## START AVAILABLE RECORDS
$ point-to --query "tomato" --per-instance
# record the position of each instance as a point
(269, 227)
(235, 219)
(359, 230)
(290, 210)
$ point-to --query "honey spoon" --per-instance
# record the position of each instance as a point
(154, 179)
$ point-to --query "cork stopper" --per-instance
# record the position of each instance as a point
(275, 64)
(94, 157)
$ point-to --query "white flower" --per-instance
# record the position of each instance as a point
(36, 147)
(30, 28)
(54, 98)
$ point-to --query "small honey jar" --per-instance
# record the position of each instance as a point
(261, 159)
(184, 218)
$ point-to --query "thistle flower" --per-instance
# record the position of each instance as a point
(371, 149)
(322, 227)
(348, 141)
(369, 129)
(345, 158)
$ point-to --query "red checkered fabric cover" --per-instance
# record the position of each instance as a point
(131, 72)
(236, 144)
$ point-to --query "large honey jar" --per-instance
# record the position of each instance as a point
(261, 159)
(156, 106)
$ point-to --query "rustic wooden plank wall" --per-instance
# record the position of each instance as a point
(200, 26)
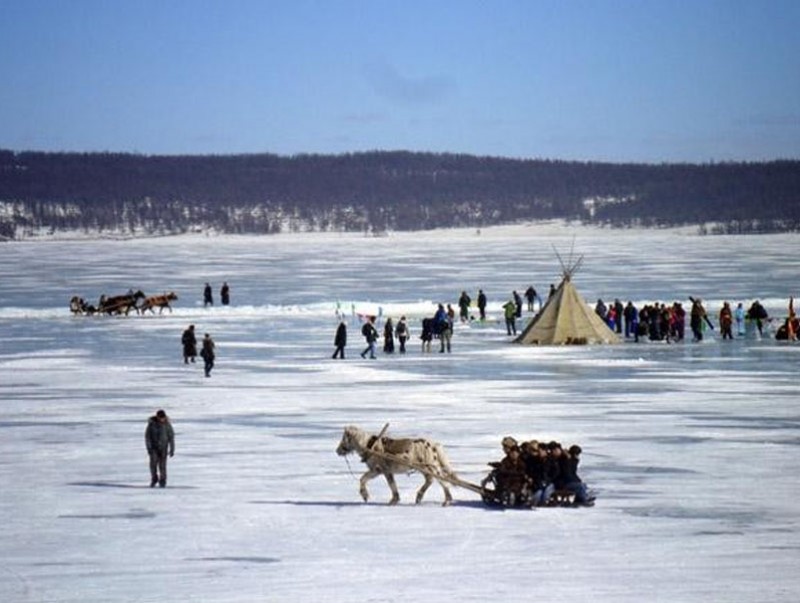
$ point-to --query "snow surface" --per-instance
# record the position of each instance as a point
(692, 448)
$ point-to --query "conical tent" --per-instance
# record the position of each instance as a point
(567, 319)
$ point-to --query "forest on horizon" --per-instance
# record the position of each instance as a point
(375, 192)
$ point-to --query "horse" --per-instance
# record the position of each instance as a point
(158, 301)
(120, 303)
(76, 305)
(387, 456)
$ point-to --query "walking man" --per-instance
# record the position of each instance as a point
(159, 438)
(189, 342)
(208, 354)
(370, 333)
(340, 340)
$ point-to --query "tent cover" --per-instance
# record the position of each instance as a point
(566, 319)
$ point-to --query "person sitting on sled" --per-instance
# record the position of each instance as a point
(511, 484)
(568, 476)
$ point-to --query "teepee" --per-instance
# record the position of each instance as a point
(566, 318)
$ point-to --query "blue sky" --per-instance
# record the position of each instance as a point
(626, 80)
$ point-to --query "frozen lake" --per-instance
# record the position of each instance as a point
(692, 448)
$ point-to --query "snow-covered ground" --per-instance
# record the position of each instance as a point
(692, 448)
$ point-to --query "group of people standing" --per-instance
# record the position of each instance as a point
(224, 295)
(662, 322)
(207, 350)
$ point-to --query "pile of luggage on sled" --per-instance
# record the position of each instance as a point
(536, 474)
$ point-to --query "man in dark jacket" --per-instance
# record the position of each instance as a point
(340, 340)
(189, 341)
(370, 333)
(159, 438)
(482, 304)
(208, 354)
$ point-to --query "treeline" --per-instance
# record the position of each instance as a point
(379, 191)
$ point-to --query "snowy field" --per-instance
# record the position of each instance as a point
(692, 448)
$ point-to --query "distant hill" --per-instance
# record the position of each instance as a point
(374, 192)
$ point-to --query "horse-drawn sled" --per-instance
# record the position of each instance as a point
(504, 486)
(123, 304)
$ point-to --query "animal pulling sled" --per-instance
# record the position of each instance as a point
(388, 456)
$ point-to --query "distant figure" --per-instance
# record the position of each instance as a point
(631, 314)
(427, 334)
(208, 354)
(208, 297)
(758, 313)
(618, 312)
(401, 330)
(340, 340)
(739, 314)
(446, 334)
(518, 303)
(601, 310)
(532, 296)
(463, 306)
(388, 337)
(189, 341)
(510, 312)
(726, 321)
(696, 317)
(370, 333)
(482, 304)
(159, 438)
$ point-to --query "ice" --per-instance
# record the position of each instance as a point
(692, 448)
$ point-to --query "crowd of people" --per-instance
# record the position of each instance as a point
(667, 322)
(654, 322)
(533, 474)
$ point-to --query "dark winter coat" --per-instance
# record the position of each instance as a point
(159, 437)
(189, 342)
(369, 332)
(340, 339)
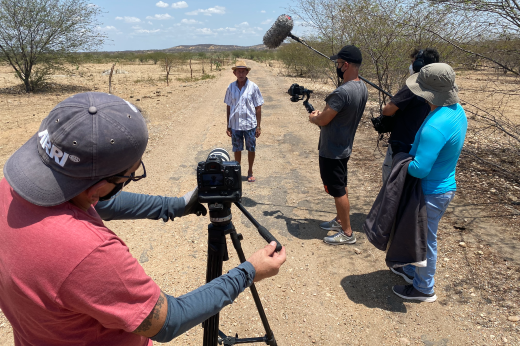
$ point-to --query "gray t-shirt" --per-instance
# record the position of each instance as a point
(336, 137)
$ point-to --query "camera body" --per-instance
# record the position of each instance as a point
(218, 179)
(297, 92)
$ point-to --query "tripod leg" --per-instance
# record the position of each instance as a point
(271, 341)
(217, 253)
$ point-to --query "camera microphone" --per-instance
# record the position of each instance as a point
(280, 30)
(220, 153)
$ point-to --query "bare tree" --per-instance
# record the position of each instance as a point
(110, 79)
(36, 35)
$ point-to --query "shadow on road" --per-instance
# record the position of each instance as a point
(374, 290)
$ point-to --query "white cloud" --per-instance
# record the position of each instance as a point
(160, 16)
(180, 4)
(107, 28)
(209, 11)
(190, 21)
(129, 19)
(226, 29)
(205, 31)
(144, 31)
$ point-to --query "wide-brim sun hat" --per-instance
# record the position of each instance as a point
(240, 64)
(436, 84)
(84, 139)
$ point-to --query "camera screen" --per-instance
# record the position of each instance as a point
(212, 179)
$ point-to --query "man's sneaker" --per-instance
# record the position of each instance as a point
(332, 225)
(340, 238)
(399, 271)
(409, 292)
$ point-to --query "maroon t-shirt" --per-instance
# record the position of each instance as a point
(66, 279)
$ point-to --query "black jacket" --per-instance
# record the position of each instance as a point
(397, 221)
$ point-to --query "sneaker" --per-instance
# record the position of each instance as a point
(399, 271)
(332, 225)
(340, 238)
(409, 292)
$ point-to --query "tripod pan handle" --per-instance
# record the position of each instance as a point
(269, 237)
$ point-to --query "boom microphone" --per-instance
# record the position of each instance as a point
(281, 28)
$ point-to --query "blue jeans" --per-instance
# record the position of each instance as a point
(436, 205)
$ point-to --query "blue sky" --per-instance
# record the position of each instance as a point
(160, 24)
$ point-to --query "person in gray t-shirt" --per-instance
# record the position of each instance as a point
(339, 121)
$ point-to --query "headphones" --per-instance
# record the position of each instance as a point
(418, 62)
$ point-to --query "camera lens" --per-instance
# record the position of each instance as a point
(220, 153)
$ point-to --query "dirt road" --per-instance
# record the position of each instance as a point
(323, 295)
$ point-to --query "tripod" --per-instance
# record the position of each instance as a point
(221, 225)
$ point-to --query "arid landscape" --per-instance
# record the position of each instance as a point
(323, 295)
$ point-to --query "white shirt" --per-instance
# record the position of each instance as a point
(242, 103)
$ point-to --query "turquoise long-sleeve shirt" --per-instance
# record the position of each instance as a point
(437, 148)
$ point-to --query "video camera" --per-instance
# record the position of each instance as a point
(297, 93)
(219, 179)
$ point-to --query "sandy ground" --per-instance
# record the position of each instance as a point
(323, 295)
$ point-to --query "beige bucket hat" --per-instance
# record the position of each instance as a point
(436, 84)
(240, 64)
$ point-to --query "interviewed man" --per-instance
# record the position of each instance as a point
(339, 121)
(244, 114)
(65, 278)
(412, 109)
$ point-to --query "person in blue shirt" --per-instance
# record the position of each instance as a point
(436, 150)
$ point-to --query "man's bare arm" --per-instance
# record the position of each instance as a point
(322, 118)
(155, 320)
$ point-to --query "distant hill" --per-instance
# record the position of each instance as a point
(207, 48)
(197, 48)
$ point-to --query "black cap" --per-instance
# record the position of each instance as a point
## END AVAILABLE RECORDS
» EXERCISE DETAILS: Copy out each record shown above without alteration, skipping any picture.

» RESPONSE:
$ point-to --query "tomato" --per-instance
# record the position of each instance as a point
(269, 227)
(235, 219)
(359, 230)
(290, 210)
$ point-to --query "honey spoon" --per-instance
# record the position of each instance as a point
(154, 179)
$ point-to --query "cork stopper" --per-instance
# record the position of each instance as a point
(275, 64)
(94, 157)
$ point-to --query "white flower" --per-instance
# record the position of each instance as a point
(36, 147)
(30, 28)
(54, 98)
$ point-to --query "small honey jar" --per-instance
# record the position of each instance as a point
(261, 159)
(184, 218)
$ point-to --query "thistle flower" --per-instance
# record the position of each instance as a point
(371, 149)
(322, 227)
(348, 141)
(369, 129)
(345, 158)
$ point-to --query "red checkered fabric cover" --per-instance
# record the position of each instance as a point
(131, 72)
(236, 144)
$ point-to --query "large honey jar" --per-instance
# record the position of each instance as a point
(261, 159)
(156, 106)
$ point-to --query "rustic wooden plank wall" --per-instance
# record the position of each instance as a point
(200, 26)
$ point-to --query "snow surface" --per-instance
# record the position of each instance as a point
(692, 448)
$ point-to --query "conical tent" --per-instance
# record the position of each instance as a point
(567, 319)
$ point-to --query "forest on horizon" --per-instance
# record the position of each instance as a point
(375, 192)
$ point-to --query "horse" --per-instance
# record the position of each instance as a point
(158, 301)
(120, 303)
(76, 305)
(387, 456)
$ point-to --query "walking man" --per-instance
# record the position of each instance as a point
(159, 438)
(189, 342)
(208, 354)
(370, 333)
(340, 340)
$ point-to --query "tent cover" --per-instance
# record the position of each instance as a point
(566, 319)
$ point-to --query "person sitting on sled" --per-instance
# record the position of each instance as a point
(511, 484)
(568, 476)
$ point-to --query "teepee" --per-instance
# record the position of each instance as a point
(566, 318)
$ point-to --query "blue sky" --per-instance
# record the position of each instance as a point
(626, 80)
$ point-to --query "frozen lake" --per-instance
# record the position of each instance as a point
(692, 448)
$ point-to --query "snow-covered ground" --per-instance
# record the position of each instance as a point
(692, 448)
$ point-to --query "group of people standing" --per-instance
# record the position of each instance as a point
(224, 295)
(662, 322)
(207, 350)
$ point-to --query "pile of luggage on sled" --per-instance
# record the position of each instance as a point
(536, 474)
$ point-to --query "man in dark jacket" --per-instance
# record the position of each instance as a point
(340, 340)
(189, 341)
(370, 333)
(159, 438)
(482, 304)
(208, 354)
$ point-to --query "treeline" --per-instance
# record the position of each instance as a point
(379, 191)
$ point-to --query "snowy field" --per-instance
# record the position of each instance as a point
(692, 448)
$ point-to --query "distant hill" --per-instance
# record the position of each instance as a point
(374, 192)
$ point-to --query "horse-drawn sled" --per-instance
# record the position of each instance as a point
(504, 486)
(123, 304)
$ point-to --query "animal pulling sled" --per-instance
# record the position of each instance as a point
(388, 456)
$ point-to --query "distant figure" --per-instance
# record the position of each instance as a point
(631, 314)
(427, 334)
(208, 354)
(208, 297)
(758, 313)
(618, 312)
(401, 330)
(340, 340)
(739, 314)
(446, 334)
(518, 303)
(601, 310)
(532, 296)
(463, 306)
(388, 337)
(189, 341)
(510, 312)
(726, 321)
(696, 317)
(370, 333)
(482, 304)
(159, 438)
$ point-to --query "ice" --per-instance
# record the position of each instance as a point
(692, 448)
$ point-to --query "crowd of people" --per-instance
# record the position of each instance as a point
(667, 322)
(654, 322)
(533, 474)
$ point-to --query "dark winter coat" --per-instance
# record the position of each instance as a point
(159, 437)
(189, 342)
(369, 332)
(340, 339)
$ point-to --query "gray t-shirt" --per-instance
# record the position of each instance as a point
(336, 137)
$ point-to --query "camera body" --per-instance
# record the position of each instance as a point
(218, 179)
(297, 92)
$ point-to --query "tripod leg" --per-instance
# record the position of each instance as a point
(271, 341)
(217, 253)
$ point-to --query "camera microphone" --per-instance
# record the position of each instance as a point
(280, 30)
(220, 153)
$ point-to --query "bare tree" --per-instance
# record the position of each instance as a point
(110, 79)
(36, 35)
$ point-to --query "shadow on road" --per-instance
# record the position of each instance as a point
(374, 290)
$ point-to --query "white cloud" --per-instance
# record the position of each instance as a point
(160, 16)
(180, 4)
(107, 28)
(209, 11)
(190, 21)
(129, 19)
(226, 29)
(205, 31)
(144, 31)
$ point-to --query "wide-brim sun hat" --per-instance
# record the position of each instance as a point
(240, 64)
(436, 84)
(84, 139)
$ point-to --query "camera screen" --per-instance
# record the position of each instance as a point
(212, 179)
$ point-to --query "man's sneaker" --per-instance
# record the position of each instance as a point
(332, 225)
(340, 238)
(399, 271)
(409, 292)
$ point-to --query "maroon t-shirt" --per-instance
# record the position of each instance as a point
(66, 279)
$ point-to --query "black jacket" --per-instance
# record the position of each instance as a point
(397, 221)
$ point-to --query "sneaker" --per-instance
# record the position of each instance as a point
(399, 271)
(332, 225)
(340, 238)
(409, 292)
$ point-to --query "tripod pan handle" --per-instance
# record the position of each instance as a point
(269, 237)
$ point-to --query "boom microphone" --per-instance
# record the position of each instance as a point
(281, 28)
$ point-to --query "blue jeans" --per-instance
# record the position of each instance as a point
(436, 205)
$ point-to --query "blue sky" --per-instance
# record the position of each instance as a point
(160, 24)
$ point-to --query "person in gray t-shirt" --per-instance
# record the position of each instance as a point
(339, 121)
$ point-to --query "headphones" --per-instance
# record the position of each instance as a point
(418, 62)
$ point-to --query "camera lens" --per-instance
# record the position of each instance as a point
(220, 153)
$ point-to --query "dirt road" --per-instance
# record the position of each instance as a point
(323, 295)
$ point-to --query "tripod" --per-instance
# record the position of each instance as a point
(221, 225)
$ point-to --query "arid landscape" --per-instance
# record the position of each instance as a point
(323, 295)
$ point-to --query "white shirt" --per-instance
# record the position of each instance as a point
(242, 103)
$ point-to --query "turquoise long-sleeve shirt" --per-instance
# record the position of each instance as a point
(437, 148)
$ point-to --query "video camera" --per-instance
# record the position of each instance as a point
(297, 93)
(219, 179)
$ point-to --query "sandy ground" --per-instance
# record the position of each instance as a point
(323, 295)
$ point-to --query "beige bucket hat" --per-instance
# record the position of each instance as a point
(436, 84)
(240, 64)
$ point-to --query "interviewed man" --per-instance
# record the position of each instance as a point
(339, 121)
(244, 114)
(65, 278)
(412, 109)
$ point-to --query "person in blue shirt" --per-instance
# record the position of each instance as a point
(436, 150)
$ point-to --query "man's bare arm" --per-instance
# record the position of each instance as a point
(322, 118)
(155, 320)
$ point-to --query "distant hill" --per-instance
# record the position of each instance as a point
(207, 48)
(197, 48)
$ point-to --query "black cap" --per-instance
# record the position of each instance as a point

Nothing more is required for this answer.